*What to do:* For each line in the data that includes "nose", make a copy.

*Material provided:*

= Beginning of Section =

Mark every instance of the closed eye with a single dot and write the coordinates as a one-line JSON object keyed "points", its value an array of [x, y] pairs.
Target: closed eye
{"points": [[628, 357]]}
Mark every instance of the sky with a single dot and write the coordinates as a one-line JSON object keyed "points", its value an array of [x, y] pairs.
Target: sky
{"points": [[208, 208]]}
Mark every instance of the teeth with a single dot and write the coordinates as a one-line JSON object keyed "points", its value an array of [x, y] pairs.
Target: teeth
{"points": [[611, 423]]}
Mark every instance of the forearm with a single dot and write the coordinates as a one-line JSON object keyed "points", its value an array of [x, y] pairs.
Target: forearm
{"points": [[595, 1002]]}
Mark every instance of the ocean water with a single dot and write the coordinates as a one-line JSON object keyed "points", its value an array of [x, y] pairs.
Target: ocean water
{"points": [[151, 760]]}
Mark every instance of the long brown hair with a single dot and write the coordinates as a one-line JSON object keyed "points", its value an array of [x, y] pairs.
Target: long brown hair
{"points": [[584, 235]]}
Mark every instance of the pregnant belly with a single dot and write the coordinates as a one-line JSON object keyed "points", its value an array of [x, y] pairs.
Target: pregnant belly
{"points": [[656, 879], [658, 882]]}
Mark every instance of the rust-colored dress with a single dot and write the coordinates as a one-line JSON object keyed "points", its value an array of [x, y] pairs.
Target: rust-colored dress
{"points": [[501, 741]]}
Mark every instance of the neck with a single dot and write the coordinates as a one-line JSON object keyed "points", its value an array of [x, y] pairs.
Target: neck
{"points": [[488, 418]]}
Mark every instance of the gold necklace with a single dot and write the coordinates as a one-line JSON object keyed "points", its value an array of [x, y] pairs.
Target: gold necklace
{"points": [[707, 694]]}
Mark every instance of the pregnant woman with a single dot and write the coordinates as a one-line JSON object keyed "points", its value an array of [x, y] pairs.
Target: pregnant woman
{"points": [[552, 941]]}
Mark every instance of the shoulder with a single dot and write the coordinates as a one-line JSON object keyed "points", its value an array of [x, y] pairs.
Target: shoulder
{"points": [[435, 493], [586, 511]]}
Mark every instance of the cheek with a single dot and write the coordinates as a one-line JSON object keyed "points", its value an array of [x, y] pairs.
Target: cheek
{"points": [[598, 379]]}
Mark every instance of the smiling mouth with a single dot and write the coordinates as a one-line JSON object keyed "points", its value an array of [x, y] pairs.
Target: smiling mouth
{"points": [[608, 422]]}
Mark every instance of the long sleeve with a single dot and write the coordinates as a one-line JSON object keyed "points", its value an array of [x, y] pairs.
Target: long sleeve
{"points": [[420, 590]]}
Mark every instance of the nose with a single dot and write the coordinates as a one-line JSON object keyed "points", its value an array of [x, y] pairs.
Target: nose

= End of Section =
= Beginning of Section =

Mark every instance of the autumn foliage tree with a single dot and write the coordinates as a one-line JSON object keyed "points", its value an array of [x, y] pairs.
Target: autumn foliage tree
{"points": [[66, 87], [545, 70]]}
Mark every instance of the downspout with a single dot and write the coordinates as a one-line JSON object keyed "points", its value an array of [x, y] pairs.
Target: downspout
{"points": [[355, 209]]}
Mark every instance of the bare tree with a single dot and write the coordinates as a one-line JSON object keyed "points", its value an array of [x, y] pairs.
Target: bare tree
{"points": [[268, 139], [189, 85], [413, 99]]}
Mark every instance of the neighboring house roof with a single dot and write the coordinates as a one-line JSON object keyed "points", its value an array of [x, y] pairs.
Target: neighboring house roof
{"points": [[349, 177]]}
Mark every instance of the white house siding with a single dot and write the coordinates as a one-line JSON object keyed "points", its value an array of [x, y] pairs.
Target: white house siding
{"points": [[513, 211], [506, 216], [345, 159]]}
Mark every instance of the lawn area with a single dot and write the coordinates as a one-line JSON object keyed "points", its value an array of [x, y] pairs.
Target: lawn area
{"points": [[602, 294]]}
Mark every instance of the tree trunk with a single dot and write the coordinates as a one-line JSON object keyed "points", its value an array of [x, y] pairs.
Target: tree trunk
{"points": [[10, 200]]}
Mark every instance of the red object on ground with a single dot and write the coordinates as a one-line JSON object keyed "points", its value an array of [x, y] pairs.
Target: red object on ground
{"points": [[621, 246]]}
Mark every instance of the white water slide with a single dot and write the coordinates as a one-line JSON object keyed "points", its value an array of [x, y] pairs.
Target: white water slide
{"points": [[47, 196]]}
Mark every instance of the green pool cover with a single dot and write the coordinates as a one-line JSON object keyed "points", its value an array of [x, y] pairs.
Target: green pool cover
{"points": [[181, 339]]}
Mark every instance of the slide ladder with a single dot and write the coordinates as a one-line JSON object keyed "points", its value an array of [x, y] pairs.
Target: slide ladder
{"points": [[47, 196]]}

= End of Section =

*Response to the task:*
Mark every instance of the nose with a single dot and write the coordinates as a one-line JSON object keyed "points", its value an array of [x, y] pairs.
Target: nose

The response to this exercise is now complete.